* **Objetivo planteado**
Por favor, presenta como lista numerada las líneas de los datos, empezando por la primera y siguiendo hasta la línea que contiene "xmin=525 ymin=208 xmax=722 ymax=274", ambas incluidas. Omite las líneas en blanco.

* **Entradas de datos**

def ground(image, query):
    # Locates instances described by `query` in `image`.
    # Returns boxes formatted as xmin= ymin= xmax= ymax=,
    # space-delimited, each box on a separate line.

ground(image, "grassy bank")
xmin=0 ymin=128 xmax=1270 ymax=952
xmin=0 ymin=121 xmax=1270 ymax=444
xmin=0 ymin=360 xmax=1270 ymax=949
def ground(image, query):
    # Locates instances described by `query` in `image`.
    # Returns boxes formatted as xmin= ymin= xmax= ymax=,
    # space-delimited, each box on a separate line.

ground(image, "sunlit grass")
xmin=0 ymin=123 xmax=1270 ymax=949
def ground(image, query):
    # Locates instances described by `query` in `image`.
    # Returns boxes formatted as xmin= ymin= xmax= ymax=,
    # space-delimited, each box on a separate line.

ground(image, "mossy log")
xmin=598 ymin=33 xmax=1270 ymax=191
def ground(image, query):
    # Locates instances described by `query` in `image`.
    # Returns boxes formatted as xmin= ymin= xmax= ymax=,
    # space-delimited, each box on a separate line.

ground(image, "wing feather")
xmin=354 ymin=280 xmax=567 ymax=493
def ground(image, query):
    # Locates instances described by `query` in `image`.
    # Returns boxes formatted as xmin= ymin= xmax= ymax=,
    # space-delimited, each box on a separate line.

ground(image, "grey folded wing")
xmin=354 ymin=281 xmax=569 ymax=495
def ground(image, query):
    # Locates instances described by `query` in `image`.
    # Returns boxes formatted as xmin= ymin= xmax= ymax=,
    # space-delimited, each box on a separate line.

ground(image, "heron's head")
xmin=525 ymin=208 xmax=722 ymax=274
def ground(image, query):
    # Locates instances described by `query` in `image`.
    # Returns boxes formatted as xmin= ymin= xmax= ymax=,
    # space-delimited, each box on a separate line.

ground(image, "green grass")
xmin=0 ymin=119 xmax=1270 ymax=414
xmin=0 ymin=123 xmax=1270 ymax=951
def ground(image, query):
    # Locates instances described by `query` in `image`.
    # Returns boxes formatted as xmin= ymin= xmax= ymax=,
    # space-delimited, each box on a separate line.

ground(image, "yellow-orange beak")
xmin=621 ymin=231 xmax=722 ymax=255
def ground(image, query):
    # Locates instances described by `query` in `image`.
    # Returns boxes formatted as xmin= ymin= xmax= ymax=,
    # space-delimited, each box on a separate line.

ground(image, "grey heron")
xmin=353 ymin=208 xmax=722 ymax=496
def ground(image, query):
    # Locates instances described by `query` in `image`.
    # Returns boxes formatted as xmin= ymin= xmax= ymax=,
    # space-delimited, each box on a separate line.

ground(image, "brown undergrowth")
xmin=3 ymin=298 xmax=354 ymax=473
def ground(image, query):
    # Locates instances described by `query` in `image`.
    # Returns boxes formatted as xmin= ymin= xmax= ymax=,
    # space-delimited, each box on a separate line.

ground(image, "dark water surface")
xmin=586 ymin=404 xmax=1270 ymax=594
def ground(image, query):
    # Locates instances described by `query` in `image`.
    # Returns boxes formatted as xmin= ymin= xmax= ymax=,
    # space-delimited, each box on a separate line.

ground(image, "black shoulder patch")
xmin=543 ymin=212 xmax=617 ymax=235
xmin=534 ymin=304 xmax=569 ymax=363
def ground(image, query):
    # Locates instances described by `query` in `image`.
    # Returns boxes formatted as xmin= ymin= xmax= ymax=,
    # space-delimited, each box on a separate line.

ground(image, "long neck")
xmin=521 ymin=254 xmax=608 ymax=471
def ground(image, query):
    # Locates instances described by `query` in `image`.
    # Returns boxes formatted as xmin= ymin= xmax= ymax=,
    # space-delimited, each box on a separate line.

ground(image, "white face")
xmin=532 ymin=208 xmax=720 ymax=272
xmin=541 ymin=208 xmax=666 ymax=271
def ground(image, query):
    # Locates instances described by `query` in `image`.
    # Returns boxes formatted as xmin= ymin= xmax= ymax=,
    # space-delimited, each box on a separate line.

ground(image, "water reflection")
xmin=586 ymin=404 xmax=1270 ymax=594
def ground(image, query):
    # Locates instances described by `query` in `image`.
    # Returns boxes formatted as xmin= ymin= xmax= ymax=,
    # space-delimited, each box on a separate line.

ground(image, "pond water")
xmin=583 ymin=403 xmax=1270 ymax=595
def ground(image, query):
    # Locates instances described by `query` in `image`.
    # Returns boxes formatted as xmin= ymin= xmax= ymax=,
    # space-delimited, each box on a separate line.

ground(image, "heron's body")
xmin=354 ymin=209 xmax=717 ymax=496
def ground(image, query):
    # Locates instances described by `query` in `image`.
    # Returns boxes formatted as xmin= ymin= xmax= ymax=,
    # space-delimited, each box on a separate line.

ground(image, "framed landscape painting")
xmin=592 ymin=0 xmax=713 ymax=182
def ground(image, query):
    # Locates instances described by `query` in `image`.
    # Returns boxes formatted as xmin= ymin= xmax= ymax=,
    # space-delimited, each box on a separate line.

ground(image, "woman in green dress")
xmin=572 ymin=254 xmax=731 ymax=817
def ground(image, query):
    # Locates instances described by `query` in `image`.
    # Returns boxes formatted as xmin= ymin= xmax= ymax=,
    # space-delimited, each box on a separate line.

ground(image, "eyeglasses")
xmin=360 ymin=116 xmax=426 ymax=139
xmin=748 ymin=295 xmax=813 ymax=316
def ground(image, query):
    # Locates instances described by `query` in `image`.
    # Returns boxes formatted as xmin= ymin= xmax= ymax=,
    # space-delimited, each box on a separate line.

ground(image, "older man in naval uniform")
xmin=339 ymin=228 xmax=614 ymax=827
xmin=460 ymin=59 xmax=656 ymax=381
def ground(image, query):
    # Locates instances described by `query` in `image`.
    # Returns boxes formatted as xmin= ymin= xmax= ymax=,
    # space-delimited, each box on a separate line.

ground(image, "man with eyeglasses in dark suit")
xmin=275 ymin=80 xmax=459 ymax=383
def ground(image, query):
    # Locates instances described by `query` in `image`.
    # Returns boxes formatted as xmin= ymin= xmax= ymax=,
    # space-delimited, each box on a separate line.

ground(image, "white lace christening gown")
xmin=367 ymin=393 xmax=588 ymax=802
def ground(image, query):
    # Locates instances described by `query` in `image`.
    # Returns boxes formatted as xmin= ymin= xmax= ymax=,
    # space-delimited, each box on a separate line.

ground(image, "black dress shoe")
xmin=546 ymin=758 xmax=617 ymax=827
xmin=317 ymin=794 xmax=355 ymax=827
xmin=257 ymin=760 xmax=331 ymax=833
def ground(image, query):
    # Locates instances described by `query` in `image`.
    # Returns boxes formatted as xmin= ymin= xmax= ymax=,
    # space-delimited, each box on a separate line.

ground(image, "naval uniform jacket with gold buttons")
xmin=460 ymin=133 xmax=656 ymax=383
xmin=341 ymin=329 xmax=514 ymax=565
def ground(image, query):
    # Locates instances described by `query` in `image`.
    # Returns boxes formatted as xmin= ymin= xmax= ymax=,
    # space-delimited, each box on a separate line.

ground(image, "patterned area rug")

* **Solución**
1. def ground(image, query):
2.     # Locates instances described by `query` in `image`.
3.     # Returns boxes formatted as xmin= ymin= xmax= ymax=,
4.     # space-delimited, each box on a separate line.
5. ground(image, "grassy bank")
6. xmin=0 ymin=128 xmax=1270 ymax=952
7. xmin=0 ymin=121 xmax=1270 ymax=444
8. xmin=0 ymin=360 xmax=1270 ymax=949
9. def ground(image, query):
10.     # Locates instances described by `query` in `image`.
11.     # Returns boxes formatted as xmin= ymin= xmax= ymax=,
12.     # space-delimited, each box on a separate line.
13. ground(image, "sunlit grass")
14. xmin=0 ymin=123 xmax=1270 ymax=949
15. def ground(image, query):
16.     # Locates instances described by `query` in `image`.
17.     # Returns boxes formatted as xmin= ymin= xmax= ymax=,
18.     # space-delimited, each box on a separate line.
19. ground(image, "mossy log")
20. xmin=598 ymin=33 xmax=1270 ymax=191
21. def ground(image, query):
22.     # Locates instances described by `query` in `image`.
23.     # Returns boxes formatted as xmin= ymin= xmax= ymax=,
24.     # space-delimited, each box on a separate line.
25. ground(image, "wing feather")
26. xmin=354 ymin=280 xmax=567 ymax=493
27. def ground(image, query):
28.     # Locates instances described by `query` in `image`.
29.     # Returns boxes formatted as xmin= ymin= xmax= ymax=,
30.     # space-delimited, each box on a separate line.
31. ground(image, "grey folded wing")
32. xmin=354 ymin=281 xmax=569 ymax=495
33. def ground(image, query):
34.     # Locates instances described by `query` in `image`.
35.     # Returns boxes formatted as xmin= ymin= xmax= ymax=,
36.     # space-delimited, each box on a separate line.
37. ground(image, "heron's head")
38. xmin=525 ymin=208 xmax=722 ymax=274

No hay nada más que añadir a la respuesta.